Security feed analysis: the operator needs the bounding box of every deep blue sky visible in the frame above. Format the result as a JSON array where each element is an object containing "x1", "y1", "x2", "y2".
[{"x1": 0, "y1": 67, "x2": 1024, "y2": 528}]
...
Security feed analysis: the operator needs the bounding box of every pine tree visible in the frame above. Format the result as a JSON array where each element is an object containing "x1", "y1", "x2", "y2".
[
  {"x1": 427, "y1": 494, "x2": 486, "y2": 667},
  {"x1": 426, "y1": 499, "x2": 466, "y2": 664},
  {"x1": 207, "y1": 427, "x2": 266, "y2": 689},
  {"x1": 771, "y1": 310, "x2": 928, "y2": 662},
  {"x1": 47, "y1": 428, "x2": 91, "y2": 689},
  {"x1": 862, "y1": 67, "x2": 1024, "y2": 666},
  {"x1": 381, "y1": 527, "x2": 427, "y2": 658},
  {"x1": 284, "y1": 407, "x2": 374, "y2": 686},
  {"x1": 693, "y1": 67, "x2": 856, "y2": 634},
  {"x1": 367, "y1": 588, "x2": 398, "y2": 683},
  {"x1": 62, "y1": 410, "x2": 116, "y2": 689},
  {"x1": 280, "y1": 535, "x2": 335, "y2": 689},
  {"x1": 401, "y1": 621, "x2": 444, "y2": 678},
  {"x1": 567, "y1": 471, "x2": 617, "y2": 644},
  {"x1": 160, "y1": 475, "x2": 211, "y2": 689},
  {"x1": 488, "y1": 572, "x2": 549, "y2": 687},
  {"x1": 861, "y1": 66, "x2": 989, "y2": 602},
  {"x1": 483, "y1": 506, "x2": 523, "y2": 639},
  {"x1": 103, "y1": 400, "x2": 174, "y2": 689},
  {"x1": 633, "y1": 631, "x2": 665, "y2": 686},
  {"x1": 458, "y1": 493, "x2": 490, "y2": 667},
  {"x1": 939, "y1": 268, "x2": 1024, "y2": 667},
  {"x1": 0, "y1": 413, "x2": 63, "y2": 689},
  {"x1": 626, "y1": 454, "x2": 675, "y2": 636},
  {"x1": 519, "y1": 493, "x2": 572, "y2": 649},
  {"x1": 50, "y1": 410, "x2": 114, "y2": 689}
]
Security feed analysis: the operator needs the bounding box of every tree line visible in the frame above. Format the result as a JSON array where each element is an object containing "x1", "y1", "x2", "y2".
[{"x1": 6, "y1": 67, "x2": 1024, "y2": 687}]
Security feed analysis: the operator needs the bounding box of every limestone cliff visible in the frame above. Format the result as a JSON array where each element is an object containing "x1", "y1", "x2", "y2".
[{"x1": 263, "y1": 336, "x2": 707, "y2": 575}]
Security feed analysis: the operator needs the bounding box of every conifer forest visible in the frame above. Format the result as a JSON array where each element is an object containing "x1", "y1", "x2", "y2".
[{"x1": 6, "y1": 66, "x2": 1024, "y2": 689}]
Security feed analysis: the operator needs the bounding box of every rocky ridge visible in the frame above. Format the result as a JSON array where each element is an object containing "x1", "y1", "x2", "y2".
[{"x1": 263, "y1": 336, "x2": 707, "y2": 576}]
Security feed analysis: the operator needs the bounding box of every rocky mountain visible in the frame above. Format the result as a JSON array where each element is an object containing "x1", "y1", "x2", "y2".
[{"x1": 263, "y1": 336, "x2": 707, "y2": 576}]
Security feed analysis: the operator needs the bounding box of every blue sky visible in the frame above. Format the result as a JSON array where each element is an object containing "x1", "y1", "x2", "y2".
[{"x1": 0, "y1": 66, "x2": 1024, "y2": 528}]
---
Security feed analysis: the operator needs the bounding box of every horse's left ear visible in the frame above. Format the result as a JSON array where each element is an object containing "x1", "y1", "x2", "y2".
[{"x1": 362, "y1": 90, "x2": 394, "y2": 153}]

• [Request]
Extract every line above that contains the string "rocky", matching case exactly.

• [Task response]
Security feed analysis: the operator needs the bounding box of every rocky ridge visible in the frame above. Format the result as a JSON array where each element is an object containing "x1", "y1", "x2", "y2".
Security feed analysis: the operator needs the bounding box of every rocky mountain visible in the frame above. Format the result as a JSON array where each element is an object containing "x1", "y1", "x2", "y2".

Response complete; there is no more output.